- **Exercise**: Copy the passage of the salmon article below from "Other efforts that" up to and including "salmon in the Skeena River.".

- **Text**:

•••

Critics express mixed opinions on federal plan to protect Pacific salmon
A prevous study led by SFU Biology PhD student Michael Price found declining levels of diversity among sockeye salmon, pictured above, in the Skeena River. (Source: CFTK file photo).
PRINCE RUPERT, B.C. -- The federal government and the Department of Fisheries and Oceans provided some details this week on their $647 million strategy to protect Pacific salmon.
The plan will consist of four key pillars: conservation and stewardship, enhanced hatchery production, harvest transformation, and integrated management and collaboration.
Critics and experts with their eyes on salmon in the Skeena River greeted the news with a mix of optimism and concern. SkeenaWild Conservation Trust executive director Greg Knox said he's happy to see the government putting in money to protect wild salmon, but he says there's a number of needed part that were missing in their announcement.
For one, he says habitat protection is needed to help Skeena salmon. Since the province makes most of the land use decisions that impact salmon management, he says the federal government needs to work with them.
“For Skeena salmon, we’re really fortunate in that it’s a big watershed – it’s really diverse with a lot of pretty intact healthy habitats here,” he said.
“But we are impacting a lot of their habitats through things like forestry, logging, [and] mining. We really need to do that sort of activity while managing for salmon habitat, and the province hasn't done that to date. They need to step up, and the feds need to support that."
Other efforts that Knox wants to see include more counting of fish in streams, independent oversight to ensure the new plan is successful and recovery plans for threatened salmon populations.
“We have a lot of populations, including here in the Skeena, that are severely depressed and need recovery plans developed and implemented for those populations. We heard nothing about that from DFO in their plan.”
Knox also raised concerns about the plan's pillar of “enhanced hatchery production,” as did Michael Price, a Biology PhD student from Simon Fraser University who studies salmon in the Skeena River.
Knox and Price say that although hatcheries can be helpful in some situation, they won't rebuild wild salmon populations -- meaning those not born in hatcheries -- because they dilute the gene pool and out-compete wild-born fish. The fish produced in these hatcheries are often targeted by commercial fisheries as well.
“Hatcheries have been here for over a century,” said Price.
"We've gone through the cycles of producing fish, realizing it's not working, producing fish again because it makes it look like we're doing something – we have improved technology, so they've become more effective. But through scientific investigation, we're also recognizing the harm that they can bring to wild populations, whether through competition in the ocean or genetic dilution effects and propping up commercial hatcheries.”
Nonetheless, Price says he's optimistic there will be a shift in salmon management.

•••

[Referring expression data]

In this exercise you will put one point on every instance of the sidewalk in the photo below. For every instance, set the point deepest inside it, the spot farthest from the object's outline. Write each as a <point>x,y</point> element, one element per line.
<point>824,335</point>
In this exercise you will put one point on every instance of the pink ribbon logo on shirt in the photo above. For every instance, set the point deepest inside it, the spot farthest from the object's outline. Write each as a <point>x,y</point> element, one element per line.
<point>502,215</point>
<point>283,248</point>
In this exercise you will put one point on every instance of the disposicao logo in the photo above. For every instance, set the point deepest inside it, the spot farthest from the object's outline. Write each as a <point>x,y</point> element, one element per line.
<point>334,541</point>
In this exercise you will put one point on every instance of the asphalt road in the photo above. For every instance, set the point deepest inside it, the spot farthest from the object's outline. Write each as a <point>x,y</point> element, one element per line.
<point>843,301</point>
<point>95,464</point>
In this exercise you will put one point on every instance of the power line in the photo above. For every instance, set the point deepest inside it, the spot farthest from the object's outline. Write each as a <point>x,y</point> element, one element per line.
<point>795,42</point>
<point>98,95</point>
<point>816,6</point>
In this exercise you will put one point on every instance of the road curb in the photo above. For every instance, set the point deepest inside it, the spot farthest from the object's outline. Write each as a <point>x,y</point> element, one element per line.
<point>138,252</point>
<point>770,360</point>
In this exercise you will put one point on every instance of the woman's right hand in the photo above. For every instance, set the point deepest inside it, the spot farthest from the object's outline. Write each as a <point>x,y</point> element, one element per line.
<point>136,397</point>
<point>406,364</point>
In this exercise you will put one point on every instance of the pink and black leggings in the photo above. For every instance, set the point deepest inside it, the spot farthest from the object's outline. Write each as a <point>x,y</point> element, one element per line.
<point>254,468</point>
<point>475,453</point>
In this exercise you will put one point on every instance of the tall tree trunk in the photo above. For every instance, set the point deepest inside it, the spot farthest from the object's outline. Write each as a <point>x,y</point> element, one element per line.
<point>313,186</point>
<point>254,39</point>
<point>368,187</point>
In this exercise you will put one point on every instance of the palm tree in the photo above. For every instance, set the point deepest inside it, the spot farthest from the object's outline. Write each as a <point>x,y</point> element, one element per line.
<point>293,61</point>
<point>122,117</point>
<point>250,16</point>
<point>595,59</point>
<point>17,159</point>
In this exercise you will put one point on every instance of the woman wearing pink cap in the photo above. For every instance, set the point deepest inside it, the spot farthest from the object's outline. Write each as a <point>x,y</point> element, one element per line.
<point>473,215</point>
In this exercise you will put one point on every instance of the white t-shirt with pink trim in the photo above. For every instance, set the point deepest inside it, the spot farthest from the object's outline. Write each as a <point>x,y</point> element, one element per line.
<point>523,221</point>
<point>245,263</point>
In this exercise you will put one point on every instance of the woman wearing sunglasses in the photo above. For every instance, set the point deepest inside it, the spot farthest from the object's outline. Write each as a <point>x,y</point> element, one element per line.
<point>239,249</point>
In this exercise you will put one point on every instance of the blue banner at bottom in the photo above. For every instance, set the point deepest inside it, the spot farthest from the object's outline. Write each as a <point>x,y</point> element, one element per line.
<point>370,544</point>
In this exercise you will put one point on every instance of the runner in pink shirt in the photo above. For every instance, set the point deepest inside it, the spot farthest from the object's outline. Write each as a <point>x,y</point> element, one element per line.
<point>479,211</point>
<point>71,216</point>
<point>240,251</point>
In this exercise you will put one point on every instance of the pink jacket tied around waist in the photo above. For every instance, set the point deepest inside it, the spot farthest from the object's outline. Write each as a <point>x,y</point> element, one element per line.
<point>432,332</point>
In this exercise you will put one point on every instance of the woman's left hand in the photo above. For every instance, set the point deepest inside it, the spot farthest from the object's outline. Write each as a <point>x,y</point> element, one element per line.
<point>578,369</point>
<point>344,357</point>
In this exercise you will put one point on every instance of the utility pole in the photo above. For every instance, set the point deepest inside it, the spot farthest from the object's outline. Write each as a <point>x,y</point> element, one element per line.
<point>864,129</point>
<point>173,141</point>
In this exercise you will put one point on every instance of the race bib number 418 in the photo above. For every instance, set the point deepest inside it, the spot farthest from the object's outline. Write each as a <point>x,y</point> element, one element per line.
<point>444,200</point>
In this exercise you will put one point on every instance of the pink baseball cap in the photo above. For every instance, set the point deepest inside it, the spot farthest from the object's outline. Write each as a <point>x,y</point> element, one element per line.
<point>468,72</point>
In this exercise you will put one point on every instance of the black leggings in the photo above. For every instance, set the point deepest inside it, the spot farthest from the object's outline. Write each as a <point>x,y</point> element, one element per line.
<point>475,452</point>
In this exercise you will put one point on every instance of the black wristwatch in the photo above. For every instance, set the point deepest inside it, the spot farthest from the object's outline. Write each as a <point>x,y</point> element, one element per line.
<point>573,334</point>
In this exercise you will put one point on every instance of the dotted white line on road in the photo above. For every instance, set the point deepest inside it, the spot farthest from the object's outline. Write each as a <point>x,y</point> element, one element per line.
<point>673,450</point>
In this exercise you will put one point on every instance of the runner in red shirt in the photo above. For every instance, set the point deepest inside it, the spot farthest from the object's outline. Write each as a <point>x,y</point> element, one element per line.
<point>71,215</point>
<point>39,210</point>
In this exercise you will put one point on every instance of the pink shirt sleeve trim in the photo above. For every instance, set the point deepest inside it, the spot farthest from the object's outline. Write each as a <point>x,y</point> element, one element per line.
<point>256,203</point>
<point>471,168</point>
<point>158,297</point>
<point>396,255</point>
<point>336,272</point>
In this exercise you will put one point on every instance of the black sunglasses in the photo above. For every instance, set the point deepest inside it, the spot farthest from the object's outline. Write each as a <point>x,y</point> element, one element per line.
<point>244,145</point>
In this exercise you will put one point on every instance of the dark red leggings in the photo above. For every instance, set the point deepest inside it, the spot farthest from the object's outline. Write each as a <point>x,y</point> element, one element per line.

•••

- **Answer to this exercise**:
Other efforts that Knox wants to see include more counting of fish in streams, independent oversight to ensure the new plan is successful and recovery plans for threatened salmon populations.
“We have a lot of populations, including here in the Skeena, that are severely depressed and need recovery plans developed and implemented for those populations. We heard nothing about that from DFO in their plan.”
Knox also raised concerns about the plan's pillar of “enhanced hatchery production,” as did Michael Price, a Biology PhD student from Simon Fraser University who studies salmon in the Skeena River.